## Task objective
According to the article on the Kosovo organ-trafficking case, how much did recipients pay for the organs?

## Excerpt to read
Wednesday, 8 May 2013

Harvesting What We Have Sown


Five men have been convicted in Kosovo of involvement in an organ-trafficking ring that performed at least 23 illegal kidney transplants at a clinic on the outskirts of the capital, which is under the watch of UN police and Nato peacekeepers. The trial of the men, all citizens of Kosovo, has taken on added significance in the region because it echoes a high-profile investigation into alleged organ harvesting by guerrilla fighters during the 1998-99 war.

Would-be donors from Turkey and poor parts of the former Soviet Union were lured to the Medicus clinic in Pristina on a promise of €10,000-12,000. Recipients, mainly Israelis, paid between €80,000 and 100,000 for the organs. Some donors never received any money. "They were alone, did not speak the local language, were uncertain of what they were doing and had no one to protect their interests," Dean Pineles, part of an international panel of judges, told the court.

The scandal came to light in late 2008 when a Turkish man was stopped by police at Pristina airport. He was in pain after having his kidney removed. The case grew in notoriety when allegations surfaced that the ethnic Albanian Kosovo Liberation Army (KLA), which waged an insurgency against Serbian forces in the late 1990s, had extracted and sold organs from captives, some of them Serbs, at sites in neighbouring Albania.

A 2011 report by Council of Europe rapporteur Dick Marty cited evidence that the cases were linked and went to the highest echelons of power in the impoverished Balkan country. Pineles criticised Marty and the Council of Europe for refusing a prosecution request for him to testify, saying they had "quickly retreated behind the cloak of immunity". He said the judges were perplexed by the refusal.

## Data provided
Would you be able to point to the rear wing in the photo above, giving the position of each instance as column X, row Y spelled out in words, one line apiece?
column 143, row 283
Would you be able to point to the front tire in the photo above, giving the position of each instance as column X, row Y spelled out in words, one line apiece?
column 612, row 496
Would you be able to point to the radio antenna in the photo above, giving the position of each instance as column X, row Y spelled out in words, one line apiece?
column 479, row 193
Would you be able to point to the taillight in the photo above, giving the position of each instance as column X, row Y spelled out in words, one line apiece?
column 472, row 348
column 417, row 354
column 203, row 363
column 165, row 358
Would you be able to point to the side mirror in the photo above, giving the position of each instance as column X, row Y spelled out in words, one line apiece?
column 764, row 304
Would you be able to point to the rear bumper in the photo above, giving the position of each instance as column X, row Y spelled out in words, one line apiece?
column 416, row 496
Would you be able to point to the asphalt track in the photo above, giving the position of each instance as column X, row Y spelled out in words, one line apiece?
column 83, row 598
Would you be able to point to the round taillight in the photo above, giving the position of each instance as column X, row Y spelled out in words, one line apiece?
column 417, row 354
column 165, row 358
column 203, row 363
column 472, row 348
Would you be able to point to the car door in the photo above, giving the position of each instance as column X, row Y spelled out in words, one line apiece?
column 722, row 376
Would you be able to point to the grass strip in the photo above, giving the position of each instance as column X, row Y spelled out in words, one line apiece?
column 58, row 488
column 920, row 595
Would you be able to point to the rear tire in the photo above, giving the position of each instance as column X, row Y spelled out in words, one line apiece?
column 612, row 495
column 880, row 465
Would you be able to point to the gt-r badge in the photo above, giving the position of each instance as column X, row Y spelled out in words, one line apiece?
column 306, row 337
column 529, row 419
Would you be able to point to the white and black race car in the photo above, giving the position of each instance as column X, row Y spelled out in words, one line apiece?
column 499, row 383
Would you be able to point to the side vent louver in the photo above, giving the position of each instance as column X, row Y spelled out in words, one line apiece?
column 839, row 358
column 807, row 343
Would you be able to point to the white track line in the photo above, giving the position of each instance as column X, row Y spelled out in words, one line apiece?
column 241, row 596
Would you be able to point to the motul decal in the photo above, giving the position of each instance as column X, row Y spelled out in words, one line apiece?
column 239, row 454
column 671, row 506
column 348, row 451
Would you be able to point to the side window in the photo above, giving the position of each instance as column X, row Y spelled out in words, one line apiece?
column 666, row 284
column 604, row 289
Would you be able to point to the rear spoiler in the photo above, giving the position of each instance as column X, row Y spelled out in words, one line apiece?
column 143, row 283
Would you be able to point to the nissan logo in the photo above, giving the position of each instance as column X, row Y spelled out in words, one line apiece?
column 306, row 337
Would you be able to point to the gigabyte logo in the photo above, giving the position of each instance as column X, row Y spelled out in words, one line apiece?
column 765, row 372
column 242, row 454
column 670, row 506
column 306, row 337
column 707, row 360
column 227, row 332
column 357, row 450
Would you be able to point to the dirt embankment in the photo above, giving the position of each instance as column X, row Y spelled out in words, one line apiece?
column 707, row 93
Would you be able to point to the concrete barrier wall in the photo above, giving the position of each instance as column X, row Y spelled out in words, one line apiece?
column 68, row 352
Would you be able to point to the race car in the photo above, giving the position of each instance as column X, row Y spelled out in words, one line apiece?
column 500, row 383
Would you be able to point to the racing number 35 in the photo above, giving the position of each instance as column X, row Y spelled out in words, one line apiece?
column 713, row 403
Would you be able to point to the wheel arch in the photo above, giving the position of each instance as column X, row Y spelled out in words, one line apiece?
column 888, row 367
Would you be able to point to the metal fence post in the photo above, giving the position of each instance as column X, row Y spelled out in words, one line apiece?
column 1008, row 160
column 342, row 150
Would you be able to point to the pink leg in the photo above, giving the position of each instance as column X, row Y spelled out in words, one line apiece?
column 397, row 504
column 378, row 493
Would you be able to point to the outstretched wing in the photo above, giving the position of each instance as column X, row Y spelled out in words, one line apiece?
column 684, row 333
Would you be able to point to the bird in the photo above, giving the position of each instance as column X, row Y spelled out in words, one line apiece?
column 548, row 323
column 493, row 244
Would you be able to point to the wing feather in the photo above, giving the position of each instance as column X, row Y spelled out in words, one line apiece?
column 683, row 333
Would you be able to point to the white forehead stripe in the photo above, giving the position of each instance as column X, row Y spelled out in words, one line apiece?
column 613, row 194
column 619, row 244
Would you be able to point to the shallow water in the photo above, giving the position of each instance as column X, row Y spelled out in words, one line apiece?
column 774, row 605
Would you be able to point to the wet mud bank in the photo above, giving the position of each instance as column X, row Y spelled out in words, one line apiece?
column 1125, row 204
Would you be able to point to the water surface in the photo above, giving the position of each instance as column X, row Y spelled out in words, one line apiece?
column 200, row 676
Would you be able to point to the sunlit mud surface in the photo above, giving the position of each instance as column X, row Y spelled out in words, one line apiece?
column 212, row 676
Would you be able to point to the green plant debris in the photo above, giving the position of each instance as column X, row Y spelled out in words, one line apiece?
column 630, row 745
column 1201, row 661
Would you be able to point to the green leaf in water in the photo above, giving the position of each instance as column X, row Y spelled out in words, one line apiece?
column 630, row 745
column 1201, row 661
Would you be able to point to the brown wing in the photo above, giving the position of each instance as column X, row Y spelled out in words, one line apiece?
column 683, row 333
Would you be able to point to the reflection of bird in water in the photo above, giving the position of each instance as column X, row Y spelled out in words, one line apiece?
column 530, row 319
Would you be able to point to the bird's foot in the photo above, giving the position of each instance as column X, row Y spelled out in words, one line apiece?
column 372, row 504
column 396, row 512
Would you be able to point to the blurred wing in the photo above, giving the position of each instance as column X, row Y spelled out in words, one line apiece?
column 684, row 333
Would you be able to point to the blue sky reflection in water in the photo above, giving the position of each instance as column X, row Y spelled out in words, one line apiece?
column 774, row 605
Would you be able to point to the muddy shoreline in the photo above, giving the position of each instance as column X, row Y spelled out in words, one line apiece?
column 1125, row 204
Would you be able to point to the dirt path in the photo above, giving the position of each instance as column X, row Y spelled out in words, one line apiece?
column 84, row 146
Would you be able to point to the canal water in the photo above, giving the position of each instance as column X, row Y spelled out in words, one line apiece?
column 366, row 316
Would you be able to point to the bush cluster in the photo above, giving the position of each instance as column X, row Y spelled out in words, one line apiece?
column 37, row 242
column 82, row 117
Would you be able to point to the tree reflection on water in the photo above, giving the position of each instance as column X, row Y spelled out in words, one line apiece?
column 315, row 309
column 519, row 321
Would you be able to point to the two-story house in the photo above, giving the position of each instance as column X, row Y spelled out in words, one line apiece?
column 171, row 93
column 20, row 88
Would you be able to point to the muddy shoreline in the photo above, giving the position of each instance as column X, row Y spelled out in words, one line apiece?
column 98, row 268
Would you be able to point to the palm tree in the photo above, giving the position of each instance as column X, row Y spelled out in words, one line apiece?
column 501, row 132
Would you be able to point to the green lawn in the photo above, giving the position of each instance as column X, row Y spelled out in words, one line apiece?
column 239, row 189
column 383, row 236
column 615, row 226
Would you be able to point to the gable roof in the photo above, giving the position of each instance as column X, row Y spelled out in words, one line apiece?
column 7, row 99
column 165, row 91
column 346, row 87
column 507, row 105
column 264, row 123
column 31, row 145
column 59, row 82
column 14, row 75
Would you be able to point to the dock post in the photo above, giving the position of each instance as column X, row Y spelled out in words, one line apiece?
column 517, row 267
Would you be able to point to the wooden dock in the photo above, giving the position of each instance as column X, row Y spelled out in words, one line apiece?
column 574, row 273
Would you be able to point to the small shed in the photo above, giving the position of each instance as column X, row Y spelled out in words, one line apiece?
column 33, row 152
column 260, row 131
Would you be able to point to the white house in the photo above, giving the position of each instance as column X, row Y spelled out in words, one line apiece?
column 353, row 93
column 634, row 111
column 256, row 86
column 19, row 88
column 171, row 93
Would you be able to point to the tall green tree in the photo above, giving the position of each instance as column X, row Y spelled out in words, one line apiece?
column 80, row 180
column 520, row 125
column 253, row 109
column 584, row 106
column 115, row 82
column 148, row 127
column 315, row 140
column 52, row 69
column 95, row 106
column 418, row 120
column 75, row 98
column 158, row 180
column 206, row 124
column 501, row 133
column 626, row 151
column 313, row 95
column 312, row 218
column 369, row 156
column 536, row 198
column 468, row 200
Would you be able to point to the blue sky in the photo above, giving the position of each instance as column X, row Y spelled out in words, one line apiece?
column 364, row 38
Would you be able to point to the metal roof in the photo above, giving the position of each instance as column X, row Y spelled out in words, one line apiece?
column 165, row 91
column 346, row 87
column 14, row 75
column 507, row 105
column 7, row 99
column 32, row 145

## Response to this task
Between €80,000 and 100,000.